====== Texte de la page
Les limites de la démocratisation

En somme, une critique de l’institution scolaire s’est exprimée face à l’échec des innovations et du modèle de formation des maîtres proposée dans la période des trente glorieuses. Il y a une prise de conscience des limites de la démocratisation de la société par l’éducation, telles que dénoncées par la sociologie de la reproduction, du fait que dorénavant les problèmes sociaux sont dans l’école et qu’il faut y faire face et les gérer avec les moyens du bord, qu’ils rendent à la fois plus importants et plus difficiles le travail de socialisation de l’école et les rapports avec les familles, divers professionnels de la gestion du social et avec les communautés locales. Ces difficultés tiennent aussi à l’incapacité d’innover à grande échelle et de manière durable, avec à la clé les effets attendus, en partie parce que les innovations ne sont pas toujours perçues et reçues comme des réponses pertinentes aux problématiques concrètes vécues par les enseignants, et le sentiment profond que dans ce métier, outre les connaissances disciplinaires indispensables, les ressources les plus importantes sont de l’ordre de la personnalité et de la passion. De diverses façons, cette perte de croyance dans l’effectivité de l’institution et de ses agents conduit les enseignants dans une impasse, source de souffrance.

Cette impasse professionnelle et pédagogique vécue par plusieurs enseignants soulève des questions fondamentales, notamment pour les formateurs et les chercheurs en sciences de l’éducation. Peut-on laisser les enseignants armés de leurs seules convictions pratiques faire face aux difficultés d’apprentissage des élèves ? Les enseignants qui croient à l’innovation, à l’intuition et aux savoirs pratiques ne se condamnent-ils pas à entrer dans un cul-de-sac professionnel et pédagogique ? Quel est le rôle possible des sciences de l’éducation à cet égard ?
============
====== Données d'entrée
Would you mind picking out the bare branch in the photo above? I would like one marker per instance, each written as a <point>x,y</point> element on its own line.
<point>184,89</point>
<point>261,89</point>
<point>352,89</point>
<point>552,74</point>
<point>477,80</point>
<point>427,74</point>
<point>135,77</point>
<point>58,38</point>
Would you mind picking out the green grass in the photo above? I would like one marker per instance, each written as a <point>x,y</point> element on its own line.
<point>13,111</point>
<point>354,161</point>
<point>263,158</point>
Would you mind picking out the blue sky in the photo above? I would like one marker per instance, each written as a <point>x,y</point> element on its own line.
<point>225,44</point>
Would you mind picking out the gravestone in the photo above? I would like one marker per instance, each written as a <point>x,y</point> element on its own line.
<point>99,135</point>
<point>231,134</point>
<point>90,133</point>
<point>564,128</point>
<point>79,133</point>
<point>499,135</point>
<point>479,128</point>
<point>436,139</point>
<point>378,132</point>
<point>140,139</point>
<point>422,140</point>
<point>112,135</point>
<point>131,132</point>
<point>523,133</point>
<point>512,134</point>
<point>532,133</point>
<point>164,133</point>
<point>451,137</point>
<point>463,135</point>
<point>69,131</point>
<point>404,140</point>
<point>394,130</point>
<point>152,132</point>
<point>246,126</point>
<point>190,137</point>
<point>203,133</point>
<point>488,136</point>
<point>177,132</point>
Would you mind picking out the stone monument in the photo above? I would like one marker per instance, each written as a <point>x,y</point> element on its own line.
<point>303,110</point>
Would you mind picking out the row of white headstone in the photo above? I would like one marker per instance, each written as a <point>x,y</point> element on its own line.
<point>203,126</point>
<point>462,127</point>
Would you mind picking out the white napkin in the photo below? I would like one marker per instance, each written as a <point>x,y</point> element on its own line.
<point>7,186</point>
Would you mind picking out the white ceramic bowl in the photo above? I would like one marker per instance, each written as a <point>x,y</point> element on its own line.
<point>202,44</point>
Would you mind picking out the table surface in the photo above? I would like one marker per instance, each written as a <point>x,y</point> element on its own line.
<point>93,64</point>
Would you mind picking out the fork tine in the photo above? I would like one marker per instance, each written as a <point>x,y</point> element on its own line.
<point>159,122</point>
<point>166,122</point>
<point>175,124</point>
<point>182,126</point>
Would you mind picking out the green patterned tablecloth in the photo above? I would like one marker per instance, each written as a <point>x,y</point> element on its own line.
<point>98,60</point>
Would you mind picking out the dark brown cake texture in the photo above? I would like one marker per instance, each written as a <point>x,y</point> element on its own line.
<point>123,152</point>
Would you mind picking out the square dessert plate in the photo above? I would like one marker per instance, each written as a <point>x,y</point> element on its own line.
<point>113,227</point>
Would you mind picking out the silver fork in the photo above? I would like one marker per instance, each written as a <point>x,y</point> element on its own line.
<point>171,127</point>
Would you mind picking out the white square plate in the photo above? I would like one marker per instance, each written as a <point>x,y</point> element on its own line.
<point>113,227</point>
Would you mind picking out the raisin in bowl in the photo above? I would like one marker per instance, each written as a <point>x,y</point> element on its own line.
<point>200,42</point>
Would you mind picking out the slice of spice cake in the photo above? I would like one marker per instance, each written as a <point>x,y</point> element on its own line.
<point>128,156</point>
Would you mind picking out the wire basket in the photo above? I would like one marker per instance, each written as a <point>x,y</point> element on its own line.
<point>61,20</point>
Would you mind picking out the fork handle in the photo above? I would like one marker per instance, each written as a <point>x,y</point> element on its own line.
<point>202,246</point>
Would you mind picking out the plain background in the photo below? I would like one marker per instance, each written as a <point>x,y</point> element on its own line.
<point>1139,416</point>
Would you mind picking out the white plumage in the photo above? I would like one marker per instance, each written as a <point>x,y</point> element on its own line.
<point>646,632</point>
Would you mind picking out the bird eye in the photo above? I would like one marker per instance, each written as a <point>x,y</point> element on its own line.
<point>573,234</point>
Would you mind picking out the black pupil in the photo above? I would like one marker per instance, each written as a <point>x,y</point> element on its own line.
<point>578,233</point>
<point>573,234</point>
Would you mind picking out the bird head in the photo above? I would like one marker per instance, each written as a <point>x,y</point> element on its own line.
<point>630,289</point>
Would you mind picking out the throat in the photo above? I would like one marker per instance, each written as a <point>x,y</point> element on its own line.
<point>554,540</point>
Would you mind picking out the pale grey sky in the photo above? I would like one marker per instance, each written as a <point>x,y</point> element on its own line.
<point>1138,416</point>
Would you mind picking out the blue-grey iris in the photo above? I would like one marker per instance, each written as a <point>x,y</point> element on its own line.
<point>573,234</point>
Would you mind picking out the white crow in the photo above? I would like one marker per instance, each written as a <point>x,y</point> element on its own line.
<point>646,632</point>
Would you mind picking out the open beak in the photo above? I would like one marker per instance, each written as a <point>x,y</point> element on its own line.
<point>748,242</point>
============
= Consignes =
[A] Recopiez le passage du texte de la page qui va de « Cette impasse professionnelle » jusqu'à « cet égard ? ».
[B] D'après le texte de la page, outre les connaissances disciplinaires, de quel ordre sont les ressources les plus importantes dans le métier d'enseignant ?
[C] Résumez le texte de la page en deux phrases, s'il vous plaît.

= Réponses aux consignes =
[A]
Cette impasse professionnelle et pédagogique vécue par plusieurs enseignants soulève des questions fondamentales, notamment pour les formateurs et les chercheurs en sciences de l’éducation. Peut-on laisser les enseignants armés de leurs seules convictions pratiques faire face aux difficultés d’apprentissage des élèves ? Les enseignants qui croient à l’innovation, à l’intuition et aux savoirs pratiques ne se condamnent-ils pas à entrer dans un cul-de-sac professionnel et pédagogique ? Quel est le rôle possible des sciences de l’éducation à cet égard ?

[B] Elles sont de l'ordre de la personnalité et de la passion.

[C] Face à l'échec des innovations et du modèle de formation des maîtres des trente glorieuses, une critique de l'institution scolaire s'est exprimée, avec une prise de conscience des limites de la démocratisation de la société par l'éducation, puisque les problèmes sociaux sont désormais dans l'école. Cette perte de croyance dans l'effectivité de l'institution conduit les enseignants dans une impasse, source de souffrance, qui soulève des questions fondamentales pour les formateurs et les chercheurs en sciences de l'éducation.